Exercise task:
Rewrite the records from the line containing "Somewhere in the image above there should be the white ceiling." through the line containing "[283,116,327,183]", inclusive, and give only those lines. Keep the request lines unchanged, and multiply every bounding-box coordinate in the answers by 1.1, rounding each to a whole number with halves rounded up.

Exercise materials:
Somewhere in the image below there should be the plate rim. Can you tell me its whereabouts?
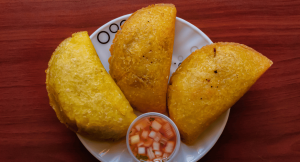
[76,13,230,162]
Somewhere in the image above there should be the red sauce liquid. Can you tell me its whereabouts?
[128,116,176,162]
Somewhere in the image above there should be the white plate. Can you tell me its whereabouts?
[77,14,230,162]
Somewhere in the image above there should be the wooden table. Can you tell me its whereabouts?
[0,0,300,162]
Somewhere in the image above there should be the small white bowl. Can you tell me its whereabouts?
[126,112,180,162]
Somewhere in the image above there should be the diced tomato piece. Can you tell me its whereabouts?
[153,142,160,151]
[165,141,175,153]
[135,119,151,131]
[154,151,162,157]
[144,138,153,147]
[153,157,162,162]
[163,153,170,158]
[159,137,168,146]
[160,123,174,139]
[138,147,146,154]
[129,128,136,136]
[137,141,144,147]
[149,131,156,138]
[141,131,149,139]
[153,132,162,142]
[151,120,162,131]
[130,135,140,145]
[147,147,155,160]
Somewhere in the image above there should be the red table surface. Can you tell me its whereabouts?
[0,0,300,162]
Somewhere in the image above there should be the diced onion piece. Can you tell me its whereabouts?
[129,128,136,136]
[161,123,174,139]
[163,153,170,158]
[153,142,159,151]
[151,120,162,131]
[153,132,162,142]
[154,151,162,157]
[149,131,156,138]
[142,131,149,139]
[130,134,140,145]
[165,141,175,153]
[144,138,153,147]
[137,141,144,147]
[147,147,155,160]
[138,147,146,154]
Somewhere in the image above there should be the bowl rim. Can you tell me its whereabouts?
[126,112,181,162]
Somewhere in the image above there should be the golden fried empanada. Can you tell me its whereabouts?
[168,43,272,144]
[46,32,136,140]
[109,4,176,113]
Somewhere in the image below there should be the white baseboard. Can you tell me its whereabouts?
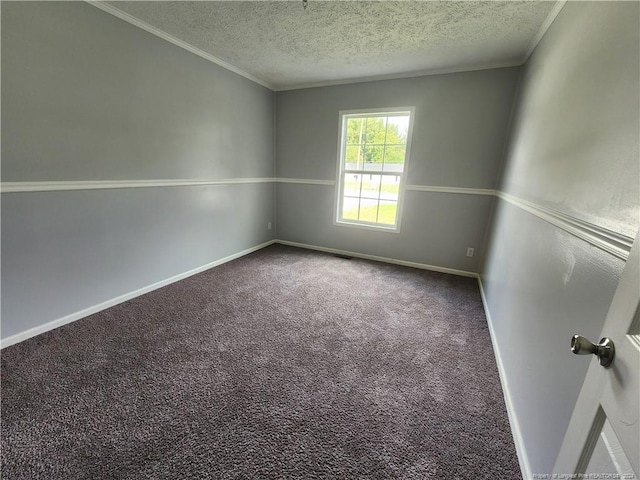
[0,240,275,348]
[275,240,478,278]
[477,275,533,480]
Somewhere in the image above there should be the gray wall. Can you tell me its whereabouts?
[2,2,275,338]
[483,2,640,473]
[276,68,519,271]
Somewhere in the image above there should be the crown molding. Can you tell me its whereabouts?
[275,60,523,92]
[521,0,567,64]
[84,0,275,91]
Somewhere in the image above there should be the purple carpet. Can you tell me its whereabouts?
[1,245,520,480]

==

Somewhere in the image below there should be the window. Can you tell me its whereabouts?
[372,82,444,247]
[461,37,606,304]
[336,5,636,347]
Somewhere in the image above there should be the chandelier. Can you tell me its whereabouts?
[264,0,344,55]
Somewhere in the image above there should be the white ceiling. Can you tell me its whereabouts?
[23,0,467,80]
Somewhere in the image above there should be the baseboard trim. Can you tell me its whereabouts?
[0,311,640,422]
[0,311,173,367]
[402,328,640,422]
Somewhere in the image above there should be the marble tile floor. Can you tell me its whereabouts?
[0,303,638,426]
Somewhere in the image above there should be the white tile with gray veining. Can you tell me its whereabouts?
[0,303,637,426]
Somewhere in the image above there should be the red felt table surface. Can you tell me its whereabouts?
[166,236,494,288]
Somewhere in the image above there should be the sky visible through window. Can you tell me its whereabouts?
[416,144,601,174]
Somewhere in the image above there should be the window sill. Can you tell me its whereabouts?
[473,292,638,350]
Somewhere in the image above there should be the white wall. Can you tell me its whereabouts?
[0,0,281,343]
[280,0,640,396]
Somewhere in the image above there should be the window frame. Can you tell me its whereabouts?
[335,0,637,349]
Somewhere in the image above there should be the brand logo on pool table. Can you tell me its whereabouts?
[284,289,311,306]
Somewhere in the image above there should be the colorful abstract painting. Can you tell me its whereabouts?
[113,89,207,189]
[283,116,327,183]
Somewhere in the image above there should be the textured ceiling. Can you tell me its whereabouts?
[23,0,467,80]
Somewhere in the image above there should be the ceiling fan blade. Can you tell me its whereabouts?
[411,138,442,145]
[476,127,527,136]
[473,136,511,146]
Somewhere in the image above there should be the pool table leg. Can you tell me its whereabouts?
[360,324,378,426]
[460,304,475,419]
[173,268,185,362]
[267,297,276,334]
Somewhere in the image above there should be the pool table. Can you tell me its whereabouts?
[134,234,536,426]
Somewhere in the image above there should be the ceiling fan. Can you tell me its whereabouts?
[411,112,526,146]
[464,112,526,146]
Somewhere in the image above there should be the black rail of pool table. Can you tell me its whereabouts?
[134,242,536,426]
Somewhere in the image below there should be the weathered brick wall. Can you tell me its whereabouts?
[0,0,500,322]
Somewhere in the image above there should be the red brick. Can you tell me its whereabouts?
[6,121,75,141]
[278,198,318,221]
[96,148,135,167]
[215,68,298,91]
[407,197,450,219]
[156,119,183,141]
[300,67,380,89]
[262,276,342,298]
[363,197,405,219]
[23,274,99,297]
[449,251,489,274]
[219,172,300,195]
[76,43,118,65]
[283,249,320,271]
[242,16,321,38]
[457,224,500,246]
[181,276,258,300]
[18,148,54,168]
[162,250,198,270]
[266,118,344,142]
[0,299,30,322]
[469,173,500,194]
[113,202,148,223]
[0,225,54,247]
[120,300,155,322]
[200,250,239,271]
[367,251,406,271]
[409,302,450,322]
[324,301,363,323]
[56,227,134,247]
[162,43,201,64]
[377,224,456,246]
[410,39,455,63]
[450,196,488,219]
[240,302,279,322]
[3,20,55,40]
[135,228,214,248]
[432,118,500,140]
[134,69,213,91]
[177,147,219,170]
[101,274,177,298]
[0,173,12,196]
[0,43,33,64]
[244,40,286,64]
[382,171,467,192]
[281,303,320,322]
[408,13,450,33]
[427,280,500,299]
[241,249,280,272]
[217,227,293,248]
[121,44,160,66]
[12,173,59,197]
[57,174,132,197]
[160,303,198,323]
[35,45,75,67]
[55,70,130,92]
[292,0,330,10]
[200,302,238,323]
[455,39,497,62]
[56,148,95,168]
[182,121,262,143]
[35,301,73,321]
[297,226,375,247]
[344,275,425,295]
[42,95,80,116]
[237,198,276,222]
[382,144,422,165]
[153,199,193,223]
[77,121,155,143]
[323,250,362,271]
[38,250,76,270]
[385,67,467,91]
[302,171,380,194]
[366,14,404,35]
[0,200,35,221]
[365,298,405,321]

Result below:
Somewhere in the image above there should be the white ceiling. Can you tell me its whereabouts?
[25,0,514,88]
Somewhere in the image above there should be the baseboard trim. Can you tell me its whereabouts?
[0,342,704,464]
[0,342,190,404]
[442,361,704,464]
Somewhere in the image above there should be the marble tile floor. Can you tell me its whereabouts?
[0,333,702,469]
Somewhere in the image above there should be the white tile with gray veining. Can you tell me its whereabouts?
[0,333,701,469]
Somewhere in the image above there should be the red felt table surface. Can you tell me its whereabouts?
[183,260,543,317]
Somewhere in the image above there should be the sky visible through window. Can you tell me its whereabouts?
[458,158,661,191]
Somewhere in the image above there should be the window sill. Can you tell me its whereabouts?
[520,321,702,385]
Somewhere in the image above there should be the white wall. Can you tell me its whereabouts?
[0,0,309,377]
[308,0,704,436]
Somewhere in the image above there should be the window frame. Can you tell me its whereabouts?
[369,0,701,384]
Somewhere in the image above there should be the brand logo on pool table. Can you tell me its whereabouts?
[312,318,342,337]
Somewhere in the image above there should be the colorful abstract painting. Can you tell me its whereabouts?
[124,98,228,208]
[311,128,360,201]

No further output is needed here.